--- start Source extract ---

Mike has been the leading resource on the ibuyer industry, and he sees it the same way I do – Zillow wants (and needs) to commit fully to their ibuyer program because advertising income from agents is starting to lag, which could be a major shift in the real-estate-selling business. He is having a seminar for those who might be interested.
From Mike:
Zillow, the world’s largest real estate portal in terms of revenue, recently underwent a major shift in strategy. In effect, its advertising revenue stream has run out of runway; while still a billion-dollar business, growth has stopped. Thus, it is reorienting towards iBuying and its Zillow Offers program.
In the world of grand strategy, the move is a rare, bet-the-company moment focused on one thing: the battle for the start of the consumer journey. Designed as a maneuver to simultaneously disarm competitors and strengthen its already powerful position, it’s either a masterstroke or a mistake. But in either case, Zillow is clearly “all in” on the gold rush that is iBuying.
Zillow has set lofty goals: buying 60,000 houses per year and $20 billion in revenue. The stock price is up and the company is valued $2 billion higher than it was pre-announcement. This is big.
This Friday I’ll run through all of the major points from this move, complete with charts, data, and insights. I’ll look at the numbers that matter, the metrics to keep an eye on, and what it all means for the larger ecosystem. I’ll also answer your questions! Read more details and register.
Who should attend the webinar?
Zillow’s competitors and potential competitors (portals and iBuyers).
Real estate incumbents looking to formulate their iBuyer strategy.
International real estate portals looking to learn from Zillow’s move.
Investors interested in iBuying and what the market impact will be.
Start-ups with a desire to understand the new landscape, and how they fit in.
Rich Barton
When the announcement was first made two weeks ago, Zillow stock went from 34 to 44, but it is back down to 38 today (LINK).
Buying 60,000 houses a year isn’t the game-changer by itself. What matters is what their nationwide advertising does to the seller’s psyche – and will agents keep spending big money to get connected to the sellers who want more $$ than Zillow is willing to pay.
Zillow must believe that flipping homes is their future:
On average, a customer asks Zillow for an offer on their home every five minutes, said Barton, signaling there’s ample consumer demand for a simplified home-selling process.
“It’s like advertising free beer at a college party,” he said.
They’re finding out that flipping isn’t as easy as it looks though. In addition, realtors aren’t spending like they used to:
In August, the company said that it was taking longer than anticipated to sell the homes it acquires. Three months later, it reported that some advertising customers were pulling their business because they disliked changes to the platform. Shares in the company, which peaked at $65.21 in June, plummeted to a low of $27 in November.
Agents may have told Zillow that they were pulling their business because of changes in the platform, but that won’t be the end of it. As the number of home sales decline nationally, realtors will slow or stop spending money – starting with the very expensive Zillow ads.

--- end Source extract ---

• [Given request A]: Count the lines in the rows below that contain the string "chrome", treating uppercase and lowercase as different. Reply with the number alone.

--- start Information given ---

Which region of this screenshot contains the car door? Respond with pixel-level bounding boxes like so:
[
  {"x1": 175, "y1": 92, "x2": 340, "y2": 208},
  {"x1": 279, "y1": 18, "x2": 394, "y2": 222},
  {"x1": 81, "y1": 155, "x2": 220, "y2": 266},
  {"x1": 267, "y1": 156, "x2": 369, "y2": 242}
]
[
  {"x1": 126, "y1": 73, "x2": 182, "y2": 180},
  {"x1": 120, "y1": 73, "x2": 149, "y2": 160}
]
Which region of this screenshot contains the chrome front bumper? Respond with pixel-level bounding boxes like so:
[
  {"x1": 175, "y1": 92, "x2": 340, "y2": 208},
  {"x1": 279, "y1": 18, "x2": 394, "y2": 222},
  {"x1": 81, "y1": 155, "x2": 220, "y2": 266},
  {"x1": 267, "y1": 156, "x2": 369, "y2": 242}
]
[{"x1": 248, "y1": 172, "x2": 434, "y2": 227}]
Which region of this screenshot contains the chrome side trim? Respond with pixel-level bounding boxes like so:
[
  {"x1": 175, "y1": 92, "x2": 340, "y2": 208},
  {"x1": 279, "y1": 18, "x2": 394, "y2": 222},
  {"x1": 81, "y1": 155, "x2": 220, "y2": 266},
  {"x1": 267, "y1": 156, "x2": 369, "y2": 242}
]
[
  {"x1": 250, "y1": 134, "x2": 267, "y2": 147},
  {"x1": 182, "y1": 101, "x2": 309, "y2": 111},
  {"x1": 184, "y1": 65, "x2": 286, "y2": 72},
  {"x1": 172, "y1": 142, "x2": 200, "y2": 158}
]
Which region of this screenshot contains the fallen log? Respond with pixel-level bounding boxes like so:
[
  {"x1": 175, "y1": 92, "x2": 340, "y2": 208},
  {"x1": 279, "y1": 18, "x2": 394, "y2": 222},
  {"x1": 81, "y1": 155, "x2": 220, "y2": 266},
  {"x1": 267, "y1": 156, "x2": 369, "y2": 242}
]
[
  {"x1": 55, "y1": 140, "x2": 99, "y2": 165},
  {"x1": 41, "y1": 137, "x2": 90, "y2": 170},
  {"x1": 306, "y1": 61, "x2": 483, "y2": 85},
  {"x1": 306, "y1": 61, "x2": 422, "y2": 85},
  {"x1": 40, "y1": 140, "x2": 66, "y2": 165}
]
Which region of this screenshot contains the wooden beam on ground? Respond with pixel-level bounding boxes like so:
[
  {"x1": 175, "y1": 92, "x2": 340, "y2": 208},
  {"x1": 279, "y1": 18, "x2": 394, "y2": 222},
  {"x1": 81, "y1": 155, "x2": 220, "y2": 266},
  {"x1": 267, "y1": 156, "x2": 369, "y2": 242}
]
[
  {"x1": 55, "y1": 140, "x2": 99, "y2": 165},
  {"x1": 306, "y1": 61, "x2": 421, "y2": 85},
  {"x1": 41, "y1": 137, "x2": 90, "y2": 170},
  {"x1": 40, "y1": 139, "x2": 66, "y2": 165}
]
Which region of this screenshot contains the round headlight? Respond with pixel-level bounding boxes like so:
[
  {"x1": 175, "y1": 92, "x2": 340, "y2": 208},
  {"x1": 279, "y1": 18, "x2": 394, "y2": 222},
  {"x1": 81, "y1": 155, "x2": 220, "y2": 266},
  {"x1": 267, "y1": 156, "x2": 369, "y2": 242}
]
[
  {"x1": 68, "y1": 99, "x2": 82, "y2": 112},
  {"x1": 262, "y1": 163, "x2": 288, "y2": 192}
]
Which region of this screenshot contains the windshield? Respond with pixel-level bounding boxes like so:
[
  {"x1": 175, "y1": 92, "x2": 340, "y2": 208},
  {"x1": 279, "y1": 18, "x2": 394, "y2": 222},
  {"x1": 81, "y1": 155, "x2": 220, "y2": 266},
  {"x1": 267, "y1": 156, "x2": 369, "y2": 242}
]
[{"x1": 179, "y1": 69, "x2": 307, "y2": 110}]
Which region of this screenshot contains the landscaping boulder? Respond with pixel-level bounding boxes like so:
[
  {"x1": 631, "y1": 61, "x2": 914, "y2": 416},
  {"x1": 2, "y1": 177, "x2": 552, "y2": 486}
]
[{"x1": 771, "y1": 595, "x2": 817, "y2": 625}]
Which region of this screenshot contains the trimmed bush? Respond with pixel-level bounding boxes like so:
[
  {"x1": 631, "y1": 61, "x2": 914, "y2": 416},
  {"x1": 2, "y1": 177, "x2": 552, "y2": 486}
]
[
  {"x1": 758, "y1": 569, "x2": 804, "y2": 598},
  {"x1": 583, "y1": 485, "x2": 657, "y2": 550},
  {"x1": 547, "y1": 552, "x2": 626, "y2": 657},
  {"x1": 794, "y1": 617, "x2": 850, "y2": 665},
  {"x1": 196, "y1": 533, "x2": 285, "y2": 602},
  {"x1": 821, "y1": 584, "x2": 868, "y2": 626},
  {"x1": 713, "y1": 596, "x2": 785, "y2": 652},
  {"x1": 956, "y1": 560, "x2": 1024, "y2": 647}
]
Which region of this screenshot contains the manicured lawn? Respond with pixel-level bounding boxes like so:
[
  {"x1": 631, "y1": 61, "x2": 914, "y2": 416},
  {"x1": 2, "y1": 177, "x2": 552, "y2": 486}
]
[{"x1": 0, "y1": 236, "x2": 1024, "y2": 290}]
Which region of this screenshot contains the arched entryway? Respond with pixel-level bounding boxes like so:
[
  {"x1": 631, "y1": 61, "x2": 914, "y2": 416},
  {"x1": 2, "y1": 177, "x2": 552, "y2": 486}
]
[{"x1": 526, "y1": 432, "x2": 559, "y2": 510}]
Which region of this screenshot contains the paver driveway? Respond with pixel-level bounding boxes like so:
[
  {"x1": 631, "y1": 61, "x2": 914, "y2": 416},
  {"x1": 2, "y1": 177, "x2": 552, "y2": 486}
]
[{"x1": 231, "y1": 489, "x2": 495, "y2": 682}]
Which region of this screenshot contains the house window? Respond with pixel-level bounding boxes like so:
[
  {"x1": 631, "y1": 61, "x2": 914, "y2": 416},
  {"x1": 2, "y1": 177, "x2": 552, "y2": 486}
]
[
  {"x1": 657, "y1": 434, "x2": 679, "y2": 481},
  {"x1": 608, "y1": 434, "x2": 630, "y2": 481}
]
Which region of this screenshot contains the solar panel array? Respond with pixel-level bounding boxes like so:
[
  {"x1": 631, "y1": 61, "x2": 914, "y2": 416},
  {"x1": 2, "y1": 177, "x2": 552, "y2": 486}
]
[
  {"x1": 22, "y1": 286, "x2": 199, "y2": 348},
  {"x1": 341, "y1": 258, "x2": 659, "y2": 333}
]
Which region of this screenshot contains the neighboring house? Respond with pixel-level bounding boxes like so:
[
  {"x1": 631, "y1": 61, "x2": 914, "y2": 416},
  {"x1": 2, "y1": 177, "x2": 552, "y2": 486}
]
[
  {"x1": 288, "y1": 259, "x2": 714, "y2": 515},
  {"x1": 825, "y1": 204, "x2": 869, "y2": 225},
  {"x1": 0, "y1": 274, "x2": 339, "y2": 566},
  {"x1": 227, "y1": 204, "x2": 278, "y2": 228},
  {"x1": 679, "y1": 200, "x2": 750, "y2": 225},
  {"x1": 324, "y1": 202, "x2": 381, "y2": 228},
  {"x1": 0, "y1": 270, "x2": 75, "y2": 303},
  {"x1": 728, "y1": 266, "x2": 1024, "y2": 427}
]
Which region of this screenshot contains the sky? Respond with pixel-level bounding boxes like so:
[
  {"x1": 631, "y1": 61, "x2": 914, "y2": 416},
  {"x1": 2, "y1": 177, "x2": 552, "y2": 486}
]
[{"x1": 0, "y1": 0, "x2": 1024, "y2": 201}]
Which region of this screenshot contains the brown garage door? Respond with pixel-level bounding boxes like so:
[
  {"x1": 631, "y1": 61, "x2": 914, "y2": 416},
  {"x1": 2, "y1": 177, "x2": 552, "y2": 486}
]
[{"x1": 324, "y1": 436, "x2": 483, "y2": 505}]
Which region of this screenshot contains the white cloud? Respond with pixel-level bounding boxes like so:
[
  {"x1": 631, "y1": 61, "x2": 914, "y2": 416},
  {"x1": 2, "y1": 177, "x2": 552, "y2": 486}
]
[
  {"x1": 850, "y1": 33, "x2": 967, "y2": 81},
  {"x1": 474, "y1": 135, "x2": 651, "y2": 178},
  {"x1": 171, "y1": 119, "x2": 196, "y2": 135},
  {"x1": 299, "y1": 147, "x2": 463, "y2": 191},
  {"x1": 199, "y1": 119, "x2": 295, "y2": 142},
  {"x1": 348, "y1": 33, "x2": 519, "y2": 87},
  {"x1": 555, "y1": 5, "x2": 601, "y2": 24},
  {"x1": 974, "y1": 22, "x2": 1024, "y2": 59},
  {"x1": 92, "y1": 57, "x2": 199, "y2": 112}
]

--- end Information given ---

• [Given request B]: Copy the passage of the Zillow post from "Rich Barton" up to and including "willing to pay.".

• [Reply A]: 2

• [Reply B]:
Rich Barton
When the announcement was first made two weeks ago, Zillow stock went from 34 to 44, but it is back down to 38 today (LINK).
Buying 60,000 houses a year isn’t the game-changer by itself. What matters is what their nationwide advertising does to the seller’s psyche – and will agents keep spending big money to get connected to the sellers who want more $$ than Zillow is willing to pay.